(Location labeling records)

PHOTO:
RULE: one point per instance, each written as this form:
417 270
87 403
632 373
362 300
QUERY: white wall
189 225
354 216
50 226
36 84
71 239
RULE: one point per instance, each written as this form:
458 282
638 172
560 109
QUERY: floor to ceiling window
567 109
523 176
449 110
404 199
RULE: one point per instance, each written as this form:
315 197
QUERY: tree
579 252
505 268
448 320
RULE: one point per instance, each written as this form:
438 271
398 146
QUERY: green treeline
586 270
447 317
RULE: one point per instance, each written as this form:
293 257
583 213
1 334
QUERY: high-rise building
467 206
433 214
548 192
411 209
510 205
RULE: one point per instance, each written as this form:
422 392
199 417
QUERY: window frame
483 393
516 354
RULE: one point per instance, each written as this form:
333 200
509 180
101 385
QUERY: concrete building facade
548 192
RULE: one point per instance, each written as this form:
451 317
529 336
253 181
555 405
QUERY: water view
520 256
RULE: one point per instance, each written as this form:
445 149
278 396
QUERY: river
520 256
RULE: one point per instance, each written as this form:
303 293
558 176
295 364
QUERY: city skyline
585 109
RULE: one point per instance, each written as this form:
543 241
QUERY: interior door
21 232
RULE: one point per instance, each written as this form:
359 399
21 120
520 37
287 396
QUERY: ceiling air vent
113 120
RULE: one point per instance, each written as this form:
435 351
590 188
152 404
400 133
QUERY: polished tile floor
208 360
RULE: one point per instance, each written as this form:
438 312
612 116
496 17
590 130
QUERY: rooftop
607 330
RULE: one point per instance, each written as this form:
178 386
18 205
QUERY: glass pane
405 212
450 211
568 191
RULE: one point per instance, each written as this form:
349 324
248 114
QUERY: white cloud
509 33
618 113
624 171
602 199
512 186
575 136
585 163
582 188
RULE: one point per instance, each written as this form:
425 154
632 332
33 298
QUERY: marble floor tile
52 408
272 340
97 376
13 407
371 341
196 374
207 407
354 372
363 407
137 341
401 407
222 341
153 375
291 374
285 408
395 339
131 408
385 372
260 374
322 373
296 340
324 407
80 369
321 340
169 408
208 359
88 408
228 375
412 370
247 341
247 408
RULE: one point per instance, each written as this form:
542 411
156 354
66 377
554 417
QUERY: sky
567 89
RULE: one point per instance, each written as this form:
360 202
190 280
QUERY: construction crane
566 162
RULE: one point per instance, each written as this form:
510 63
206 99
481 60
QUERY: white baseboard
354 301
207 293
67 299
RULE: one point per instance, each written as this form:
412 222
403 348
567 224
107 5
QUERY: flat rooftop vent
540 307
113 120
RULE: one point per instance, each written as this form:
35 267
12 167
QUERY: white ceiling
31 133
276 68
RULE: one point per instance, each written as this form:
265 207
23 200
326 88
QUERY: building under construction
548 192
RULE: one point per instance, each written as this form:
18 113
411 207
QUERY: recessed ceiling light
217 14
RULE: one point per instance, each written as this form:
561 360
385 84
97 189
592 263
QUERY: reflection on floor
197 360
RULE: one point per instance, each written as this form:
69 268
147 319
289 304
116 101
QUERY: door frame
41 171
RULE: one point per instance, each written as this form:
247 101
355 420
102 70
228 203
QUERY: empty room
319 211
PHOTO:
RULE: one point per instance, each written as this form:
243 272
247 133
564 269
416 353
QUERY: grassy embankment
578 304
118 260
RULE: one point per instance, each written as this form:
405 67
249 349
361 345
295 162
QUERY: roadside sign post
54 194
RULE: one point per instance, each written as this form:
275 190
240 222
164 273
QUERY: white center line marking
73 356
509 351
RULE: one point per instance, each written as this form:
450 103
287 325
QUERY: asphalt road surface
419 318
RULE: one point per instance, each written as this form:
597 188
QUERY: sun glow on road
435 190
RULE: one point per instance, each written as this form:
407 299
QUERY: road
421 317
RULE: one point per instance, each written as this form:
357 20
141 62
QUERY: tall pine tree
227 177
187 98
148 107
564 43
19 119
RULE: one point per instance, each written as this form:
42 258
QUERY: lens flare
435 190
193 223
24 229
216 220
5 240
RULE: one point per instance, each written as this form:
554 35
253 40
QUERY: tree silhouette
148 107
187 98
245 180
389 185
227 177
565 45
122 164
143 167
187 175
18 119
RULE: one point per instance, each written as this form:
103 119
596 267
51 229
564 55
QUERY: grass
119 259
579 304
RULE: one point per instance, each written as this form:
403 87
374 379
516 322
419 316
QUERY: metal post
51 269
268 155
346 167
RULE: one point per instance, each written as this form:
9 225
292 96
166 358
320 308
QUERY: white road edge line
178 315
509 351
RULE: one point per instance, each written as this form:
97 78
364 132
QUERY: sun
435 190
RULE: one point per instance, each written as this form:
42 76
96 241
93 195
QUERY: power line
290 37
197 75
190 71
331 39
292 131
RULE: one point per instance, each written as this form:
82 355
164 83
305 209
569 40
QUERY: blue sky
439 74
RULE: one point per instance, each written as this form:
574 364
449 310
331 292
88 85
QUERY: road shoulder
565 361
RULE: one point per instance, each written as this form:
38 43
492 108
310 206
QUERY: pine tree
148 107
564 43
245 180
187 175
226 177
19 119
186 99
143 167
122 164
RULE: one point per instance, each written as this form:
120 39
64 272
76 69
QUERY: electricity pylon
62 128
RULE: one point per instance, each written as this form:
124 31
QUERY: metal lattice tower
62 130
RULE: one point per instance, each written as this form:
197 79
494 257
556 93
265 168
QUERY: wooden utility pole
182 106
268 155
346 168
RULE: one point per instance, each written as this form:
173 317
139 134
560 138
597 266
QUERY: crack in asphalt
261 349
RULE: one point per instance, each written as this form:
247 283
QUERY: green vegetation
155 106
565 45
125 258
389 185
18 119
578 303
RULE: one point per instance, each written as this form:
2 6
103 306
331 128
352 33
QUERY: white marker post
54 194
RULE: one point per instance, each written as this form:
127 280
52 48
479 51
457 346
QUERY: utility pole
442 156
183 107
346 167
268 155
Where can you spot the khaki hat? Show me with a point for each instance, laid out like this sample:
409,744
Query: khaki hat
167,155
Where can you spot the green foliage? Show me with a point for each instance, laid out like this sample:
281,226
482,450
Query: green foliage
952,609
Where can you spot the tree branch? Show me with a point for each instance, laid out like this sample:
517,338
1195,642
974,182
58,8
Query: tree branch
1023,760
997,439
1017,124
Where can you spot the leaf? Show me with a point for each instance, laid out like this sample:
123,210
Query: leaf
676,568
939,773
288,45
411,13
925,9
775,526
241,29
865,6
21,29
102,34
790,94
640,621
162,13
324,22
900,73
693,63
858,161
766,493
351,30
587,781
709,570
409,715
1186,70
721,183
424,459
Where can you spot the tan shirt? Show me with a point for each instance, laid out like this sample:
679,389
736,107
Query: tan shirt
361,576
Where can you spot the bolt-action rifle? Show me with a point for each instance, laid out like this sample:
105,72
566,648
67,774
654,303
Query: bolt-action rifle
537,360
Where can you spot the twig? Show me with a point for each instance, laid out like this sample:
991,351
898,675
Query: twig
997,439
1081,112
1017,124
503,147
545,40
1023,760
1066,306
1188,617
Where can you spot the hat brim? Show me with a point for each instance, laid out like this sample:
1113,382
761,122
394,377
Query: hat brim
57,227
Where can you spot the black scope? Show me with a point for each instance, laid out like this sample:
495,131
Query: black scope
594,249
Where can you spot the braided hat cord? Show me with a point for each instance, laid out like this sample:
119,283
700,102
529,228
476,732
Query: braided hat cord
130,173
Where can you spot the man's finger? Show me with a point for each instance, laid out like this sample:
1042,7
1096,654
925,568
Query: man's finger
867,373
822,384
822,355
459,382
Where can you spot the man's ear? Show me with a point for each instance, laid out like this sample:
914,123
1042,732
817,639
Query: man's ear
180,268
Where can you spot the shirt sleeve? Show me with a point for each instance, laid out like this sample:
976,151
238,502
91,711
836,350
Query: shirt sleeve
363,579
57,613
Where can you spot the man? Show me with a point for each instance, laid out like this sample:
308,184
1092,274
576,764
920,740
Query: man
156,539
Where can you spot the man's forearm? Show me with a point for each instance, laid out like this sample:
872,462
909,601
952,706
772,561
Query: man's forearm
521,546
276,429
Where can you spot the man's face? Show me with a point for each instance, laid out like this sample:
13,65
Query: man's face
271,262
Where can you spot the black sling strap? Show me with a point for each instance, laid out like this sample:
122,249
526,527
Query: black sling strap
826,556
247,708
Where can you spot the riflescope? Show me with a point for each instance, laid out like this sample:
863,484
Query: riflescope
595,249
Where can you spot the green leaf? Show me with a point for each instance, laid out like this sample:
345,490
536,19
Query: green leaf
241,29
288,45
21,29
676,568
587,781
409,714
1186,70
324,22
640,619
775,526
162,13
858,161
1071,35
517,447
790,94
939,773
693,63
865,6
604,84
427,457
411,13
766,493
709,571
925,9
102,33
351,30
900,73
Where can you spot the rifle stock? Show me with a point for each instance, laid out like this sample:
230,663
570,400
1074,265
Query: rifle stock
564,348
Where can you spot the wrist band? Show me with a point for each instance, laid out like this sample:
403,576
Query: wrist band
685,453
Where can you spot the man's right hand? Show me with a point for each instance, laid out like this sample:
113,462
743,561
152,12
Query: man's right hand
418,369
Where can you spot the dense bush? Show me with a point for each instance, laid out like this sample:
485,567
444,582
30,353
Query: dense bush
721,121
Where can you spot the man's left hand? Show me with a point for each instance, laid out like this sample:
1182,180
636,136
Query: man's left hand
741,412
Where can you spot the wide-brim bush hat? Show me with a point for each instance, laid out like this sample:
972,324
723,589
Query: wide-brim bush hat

Problem requirements: Quote every line from the line containing "Where can you spot the man's forearm?" through the closing line of the listing, including both.

Exercise response:
Where can you spot the man's forearm? Show me with a point for each instance, laid out like this sample:
872,462
909,601
952,706
772,561
Query: man's forearm
521,546
276,429
Where can you spot the man's face? Show me with a point for each instance, laid out like this sample:
13,65
Query: man's face
271,262
Where can you spot the black sling strap? Show me with a point for each instance, laid out like this sample:
122,249
526,527
Query: black sling strap
826,556
247,708
Where can you spot the riflescope? Show me with a point for each instance, laid out like this sample:
863,484
Query: riflescope
595,249
Where can you spot the green leaf? Show me with a point for each instance, laid out like this sample:
345,490
536,19
Query: green leaf
241,29
288,45
21,29
676,568
587,781
409,714
1186,70
324,22
640,619
775,526
162,13
858,161
1071,35
517,447
790,94
939,773
693,63
865,6
604,84
427,457
411,13
766,493
709,571
925,9
102,33
351,30
900,73
Where can you spot the rifle stock? Show me with a point for each instance, laid out like this sample:
230,663
570,400
1074,265
Query: rifle stock
564,348
Where can you spot the wrist band? Show me with a point for each instance, laid out like this sample:
403,576
Query: wrist band
685,453
Where can you spot the man's right hand? Show me with a point for each instance, laid out like this sample:
113,462
743,561
152,12
Query: man's right hand
418,369
Where can you spot the dense bush? Show me with a point for each instance, laid out like this sample:
485,567
444,582
30,353
Query: dense bush
721,121
Where can you spot the man's left hand? Show me with a point for each instance, laid out like this sample:
1182,180
636,136
Query: man's left hand
741,412
Where can you spot the wide-brim bush hat? Show me with a point for each instance, laid out like this sample:
972,324
723,589
Query: wide-brim bush hat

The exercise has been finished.